YOUR OBJECTIVE
Only certain lines below are wanted: those starting at the line containing "x=350 y=323" and ending at the line containing "x=104 y=506", both included, each retyped exactly.

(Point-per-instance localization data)

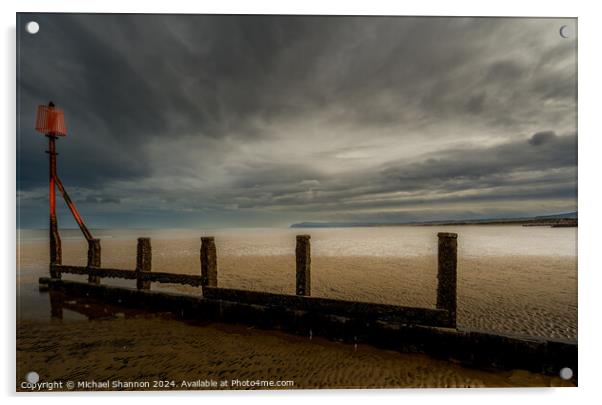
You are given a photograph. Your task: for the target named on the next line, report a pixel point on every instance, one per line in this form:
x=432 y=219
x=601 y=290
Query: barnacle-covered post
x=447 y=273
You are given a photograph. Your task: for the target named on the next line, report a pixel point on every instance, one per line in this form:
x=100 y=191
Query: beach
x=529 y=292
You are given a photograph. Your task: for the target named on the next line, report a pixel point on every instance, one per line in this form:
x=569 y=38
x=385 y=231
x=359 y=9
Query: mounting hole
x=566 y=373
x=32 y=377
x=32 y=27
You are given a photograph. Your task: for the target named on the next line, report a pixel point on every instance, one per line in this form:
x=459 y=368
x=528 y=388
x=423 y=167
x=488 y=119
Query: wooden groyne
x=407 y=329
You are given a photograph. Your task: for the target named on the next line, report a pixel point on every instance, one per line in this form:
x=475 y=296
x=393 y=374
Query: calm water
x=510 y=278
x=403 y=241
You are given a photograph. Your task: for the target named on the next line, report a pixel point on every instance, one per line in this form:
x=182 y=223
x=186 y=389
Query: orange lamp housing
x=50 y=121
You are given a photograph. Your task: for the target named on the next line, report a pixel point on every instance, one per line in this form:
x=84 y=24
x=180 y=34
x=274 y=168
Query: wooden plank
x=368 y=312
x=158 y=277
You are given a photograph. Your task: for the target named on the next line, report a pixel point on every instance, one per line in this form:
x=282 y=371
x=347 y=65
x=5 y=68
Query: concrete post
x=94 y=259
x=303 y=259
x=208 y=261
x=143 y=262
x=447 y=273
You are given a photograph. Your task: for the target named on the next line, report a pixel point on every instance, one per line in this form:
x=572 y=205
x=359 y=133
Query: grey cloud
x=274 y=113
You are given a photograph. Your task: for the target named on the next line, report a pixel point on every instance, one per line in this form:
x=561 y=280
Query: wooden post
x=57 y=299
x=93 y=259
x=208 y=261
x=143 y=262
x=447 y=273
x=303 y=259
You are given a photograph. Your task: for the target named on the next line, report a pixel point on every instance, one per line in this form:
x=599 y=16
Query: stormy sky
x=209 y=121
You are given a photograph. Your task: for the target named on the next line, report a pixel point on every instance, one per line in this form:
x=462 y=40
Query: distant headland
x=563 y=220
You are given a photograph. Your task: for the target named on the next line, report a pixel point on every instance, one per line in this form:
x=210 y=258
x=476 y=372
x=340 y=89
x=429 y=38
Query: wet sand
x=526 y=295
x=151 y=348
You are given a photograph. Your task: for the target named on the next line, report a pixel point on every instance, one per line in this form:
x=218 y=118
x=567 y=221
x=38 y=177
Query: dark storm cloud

* * *

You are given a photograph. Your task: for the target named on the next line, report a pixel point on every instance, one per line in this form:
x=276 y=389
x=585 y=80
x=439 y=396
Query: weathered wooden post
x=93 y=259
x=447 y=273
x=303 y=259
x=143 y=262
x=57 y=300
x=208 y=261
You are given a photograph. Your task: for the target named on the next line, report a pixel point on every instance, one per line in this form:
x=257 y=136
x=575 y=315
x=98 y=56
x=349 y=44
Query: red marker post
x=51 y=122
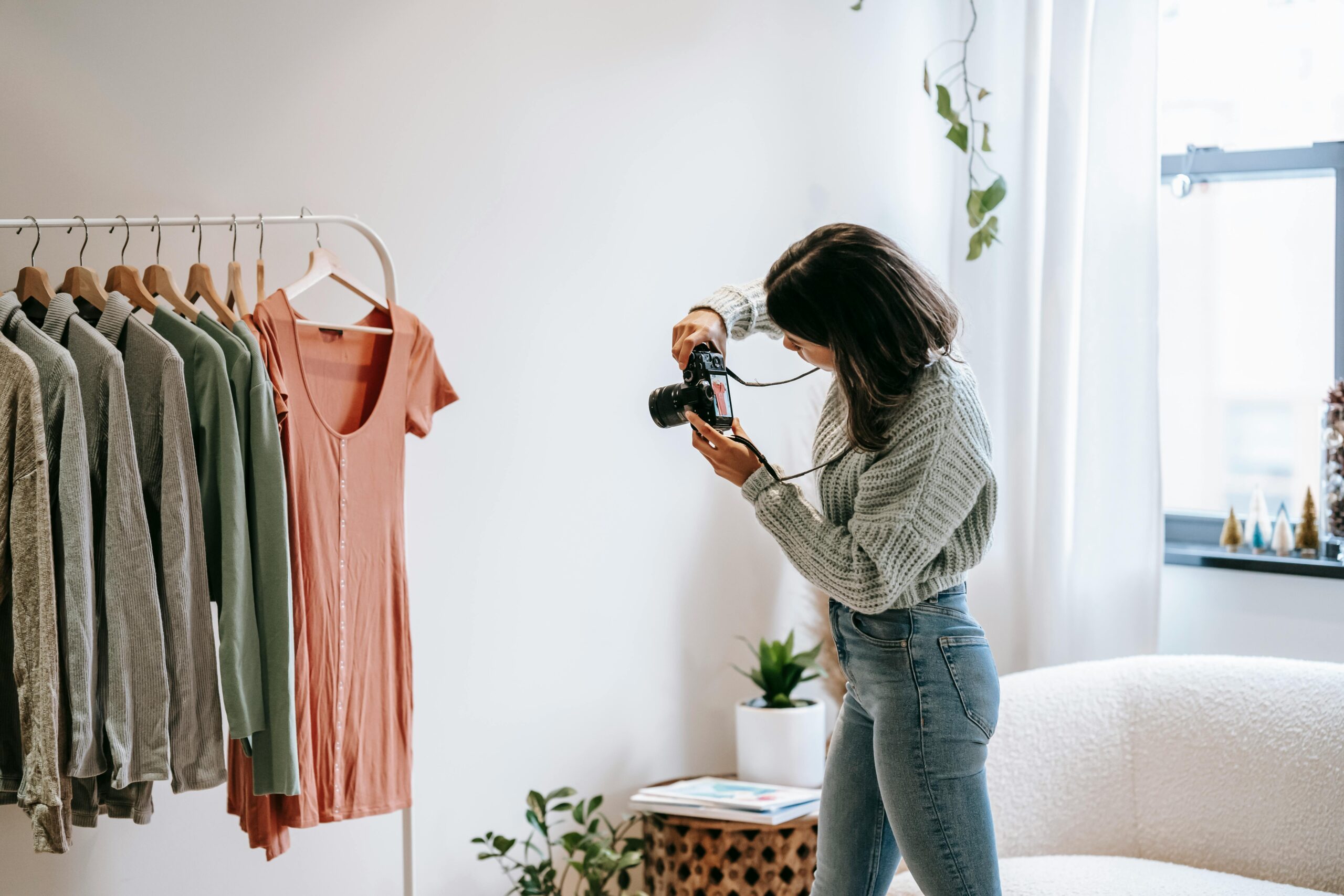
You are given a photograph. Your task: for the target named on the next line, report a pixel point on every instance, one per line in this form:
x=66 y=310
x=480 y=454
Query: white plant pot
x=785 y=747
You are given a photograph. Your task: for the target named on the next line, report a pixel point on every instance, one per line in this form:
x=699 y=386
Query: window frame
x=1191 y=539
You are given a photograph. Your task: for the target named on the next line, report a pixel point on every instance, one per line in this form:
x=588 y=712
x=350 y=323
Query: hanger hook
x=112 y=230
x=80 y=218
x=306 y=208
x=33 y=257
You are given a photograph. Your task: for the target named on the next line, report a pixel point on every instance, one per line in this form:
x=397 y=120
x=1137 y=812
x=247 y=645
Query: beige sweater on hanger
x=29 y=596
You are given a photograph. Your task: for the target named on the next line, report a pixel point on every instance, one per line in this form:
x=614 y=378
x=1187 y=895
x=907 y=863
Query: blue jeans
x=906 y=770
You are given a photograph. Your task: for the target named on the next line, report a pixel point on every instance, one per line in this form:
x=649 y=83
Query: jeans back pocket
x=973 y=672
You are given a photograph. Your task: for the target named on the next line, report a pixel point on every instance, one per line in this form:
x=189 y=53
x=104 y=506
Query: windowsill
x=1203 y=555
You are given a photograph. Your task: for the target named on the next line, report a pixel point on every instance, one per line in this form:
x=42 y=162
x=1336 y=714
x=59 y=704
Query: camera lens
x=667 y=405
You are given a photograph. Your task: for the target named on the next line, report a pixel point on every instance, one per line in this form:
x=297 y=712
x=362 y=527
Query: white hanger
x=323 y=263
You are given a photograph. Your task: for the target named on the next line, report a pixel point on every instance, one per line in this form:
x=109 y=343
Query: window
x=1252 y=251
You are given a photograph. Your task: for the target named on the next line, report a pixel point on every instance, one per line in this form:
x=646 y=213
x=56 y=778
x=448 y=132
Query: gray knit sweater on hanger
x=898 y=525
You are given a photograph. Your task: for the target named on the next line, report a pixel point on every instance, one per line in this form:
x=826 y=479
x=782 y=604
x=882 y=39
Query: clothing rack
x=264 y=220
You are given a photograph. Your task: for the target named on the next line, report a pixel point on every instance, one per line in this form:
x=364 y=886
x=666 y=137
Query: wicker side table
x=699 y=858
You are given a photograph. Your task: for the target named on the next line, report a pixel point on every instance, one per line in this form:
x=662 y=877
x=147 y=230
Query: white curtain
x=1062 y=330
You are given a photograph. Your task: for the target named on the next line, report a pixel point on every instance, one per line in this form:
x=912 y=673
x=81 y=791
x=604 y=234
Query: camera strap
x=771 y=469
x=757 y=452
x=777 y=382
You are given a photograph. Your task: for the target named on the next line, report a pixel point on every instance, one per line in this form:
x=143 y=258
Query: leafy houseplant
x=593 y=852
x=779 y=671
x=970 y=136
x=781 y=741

TASK RESPONSE
x=350 y=323
Query: hanger hook
x=112 y=230
x=80 y=218
x=306 y=208
x=33 y=257
You are given a photograph. Your task: for the target named on the next line, report a pixel point on every instance, one per line in this form:
x=397 y=120
x=1137 y=812
x=247 y=645
Query: beige sweater on hanger
x=29 y=596
You are given a photograph. Your task: for the target named on the next line, report a pixel point on every instance, one per line in this form:
x=614 y=378
x=1187 y=895
x=907 y=863
Query: blue jeans
x=906 y=770
You are given a photograph. Your task: for the target named on the next line, report a pixel point on every instance, one per line in this form:
x=649 y=83
Query: jeans back pocket
x=973 y=672
You are given a photograph. Your task: for the target named on the next line, report a pixel point on every instance, one per line in this form:
x=189 y=53
x=104 y=506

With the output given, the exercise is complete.